(SUPPLIED DATA)
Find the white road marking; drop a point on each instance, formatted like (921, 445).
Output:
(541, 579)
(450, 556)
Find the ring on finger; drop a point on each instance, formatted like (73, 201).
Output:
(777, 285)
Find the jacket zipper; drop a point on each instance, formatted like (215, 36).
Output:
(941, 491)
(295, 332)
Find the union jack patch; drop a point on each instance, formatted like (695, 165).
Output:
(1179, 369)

* * *

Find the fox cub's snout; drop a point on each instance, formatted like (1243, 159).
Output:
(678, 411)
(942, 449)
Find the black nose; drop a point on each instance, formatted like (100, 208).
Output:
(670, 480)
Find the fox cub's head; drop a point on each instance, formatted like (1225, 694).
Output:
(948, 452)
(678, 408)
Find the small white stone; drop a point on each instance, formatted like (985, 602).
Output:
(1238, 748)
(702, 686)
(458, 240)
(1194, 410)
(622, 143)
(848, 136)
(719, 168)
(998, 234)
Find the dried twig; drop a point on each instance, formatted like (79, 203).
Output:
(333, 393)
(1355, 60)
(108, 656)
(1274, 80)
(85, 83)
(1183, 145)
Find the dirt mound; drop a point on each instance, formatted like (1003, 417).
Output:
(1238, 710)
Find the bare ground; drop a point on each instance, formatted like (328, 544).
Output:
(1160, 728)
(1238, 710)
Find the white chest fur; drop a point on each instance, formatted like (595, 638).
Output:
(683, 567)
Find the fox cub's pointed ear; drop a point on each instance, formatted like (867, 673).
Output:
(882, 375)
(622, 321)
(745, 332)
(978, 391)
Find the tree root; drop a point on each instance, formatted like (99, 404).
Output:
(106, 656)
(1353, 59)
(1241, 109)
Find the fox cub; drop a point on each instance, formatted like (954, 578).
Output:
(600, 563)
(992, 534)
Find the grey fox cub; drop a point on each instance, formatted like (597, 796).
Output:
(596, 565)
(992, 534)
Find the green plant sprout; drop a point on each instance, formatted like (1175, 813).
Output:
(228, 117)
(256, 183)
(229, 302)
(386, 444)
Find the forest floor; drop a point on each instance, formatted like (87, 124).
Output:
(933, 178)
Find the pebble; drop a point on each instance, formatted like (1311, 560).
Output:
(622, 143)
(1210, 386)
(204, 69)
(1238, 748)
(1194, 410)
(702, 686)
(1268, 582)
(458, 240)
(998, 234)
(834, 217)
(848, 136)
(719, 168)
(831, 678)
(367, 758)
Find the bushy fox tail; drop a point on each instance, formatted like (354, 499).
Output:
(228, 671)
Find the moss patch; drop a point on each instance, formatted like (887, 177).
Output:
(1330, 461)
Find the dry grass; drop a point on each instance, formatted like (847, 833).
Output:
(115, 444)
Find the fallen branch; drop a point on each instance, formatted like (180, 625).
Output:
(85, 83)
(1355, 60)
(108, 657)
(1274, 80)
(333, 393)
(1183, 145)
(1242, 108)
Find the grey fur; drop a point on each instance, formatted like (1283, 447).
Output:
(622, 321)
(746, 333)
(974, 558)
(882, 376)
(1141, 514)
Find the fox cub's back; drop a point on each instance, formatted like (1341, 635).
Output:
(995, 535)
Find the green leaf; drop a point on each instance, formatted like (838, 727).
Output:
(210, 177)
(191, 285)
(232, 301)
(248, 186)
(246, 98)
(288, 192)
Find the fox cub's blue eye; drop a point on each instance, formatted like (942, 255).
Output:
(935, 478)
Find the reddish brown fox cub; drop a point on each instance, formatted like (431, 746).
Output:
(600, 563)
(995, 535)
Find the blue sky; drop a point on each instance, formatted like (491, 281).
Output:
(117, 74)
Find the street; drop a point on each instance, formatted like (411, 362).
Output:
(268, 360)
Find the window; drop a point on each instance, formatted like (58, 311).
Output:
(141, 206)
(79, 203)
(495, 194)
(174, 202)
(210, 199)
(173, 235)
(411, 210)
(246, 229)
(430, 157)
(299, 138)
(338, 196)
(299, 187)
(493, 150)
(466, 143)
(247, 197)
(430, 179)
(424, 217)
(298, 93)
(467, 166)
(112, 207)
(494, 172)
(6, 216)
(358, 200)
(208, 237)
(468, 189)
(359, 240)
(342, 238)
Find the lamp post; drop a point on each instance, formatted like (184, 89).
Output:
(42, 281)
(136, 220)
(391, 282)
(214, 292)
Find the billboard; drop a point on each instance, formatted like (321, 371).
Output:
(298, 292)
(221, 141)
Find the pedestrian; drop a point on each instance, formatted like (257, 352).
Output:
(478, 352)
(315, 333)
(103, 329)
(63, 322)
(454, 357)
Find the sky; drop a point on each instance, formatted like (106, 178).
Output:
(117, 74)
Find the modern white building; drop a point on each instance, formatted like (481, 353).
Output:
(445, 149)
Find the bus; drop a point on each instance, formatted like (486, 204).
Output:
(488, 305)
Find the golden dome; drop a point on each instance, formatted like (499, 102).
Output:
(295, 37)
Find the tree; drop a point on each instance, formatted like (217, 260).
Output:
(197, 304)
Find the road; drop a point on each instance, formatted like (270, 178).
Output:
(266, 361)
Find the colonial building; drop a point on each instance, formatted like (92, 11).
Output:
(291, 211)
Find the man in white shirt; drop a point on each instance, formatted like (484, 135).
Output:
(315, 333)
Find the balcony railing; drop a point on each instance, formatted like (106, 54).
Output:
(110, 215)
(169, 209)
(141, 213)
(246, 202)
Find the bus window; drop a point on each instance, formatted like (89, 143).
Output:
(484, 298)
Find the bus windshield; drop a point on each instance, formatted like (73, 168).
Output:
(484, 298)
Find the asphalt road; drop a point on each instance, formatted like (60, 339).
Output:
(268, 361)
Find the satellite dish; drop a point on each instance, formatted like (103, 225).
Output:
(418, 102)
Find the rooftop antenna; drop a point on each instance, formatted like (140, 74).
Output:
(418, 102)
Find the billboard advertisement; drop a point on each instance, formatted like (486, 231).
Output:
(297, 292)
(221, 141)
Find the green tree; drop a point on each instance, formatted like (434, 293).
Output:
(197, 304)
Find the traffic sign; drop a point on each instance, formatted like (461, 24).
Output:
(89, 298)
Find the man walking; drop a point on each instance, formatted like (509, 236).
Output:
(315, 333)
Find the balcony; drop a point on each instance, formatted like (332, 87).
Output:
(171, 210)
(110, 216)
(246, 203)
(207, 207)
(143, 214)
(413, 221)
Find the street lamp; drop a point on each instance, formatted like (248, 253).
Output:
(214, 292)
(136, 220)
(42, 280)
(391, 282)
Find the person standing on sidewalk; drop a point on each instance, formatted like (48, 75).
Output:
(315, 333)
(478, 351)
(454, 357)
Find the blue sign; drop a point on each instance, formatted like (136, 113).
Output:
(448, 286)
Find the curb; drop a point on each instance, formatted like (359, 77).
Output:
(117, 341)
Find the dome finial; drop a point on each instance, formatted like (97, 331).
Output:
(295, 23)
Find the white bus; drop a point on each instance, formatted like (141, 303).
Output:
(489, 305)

(EXERCISE DESCRIPTION) Respond with one number, the count of lines in the data that hold the string "balcony".

(RESPONSE TO THIS TASK) 2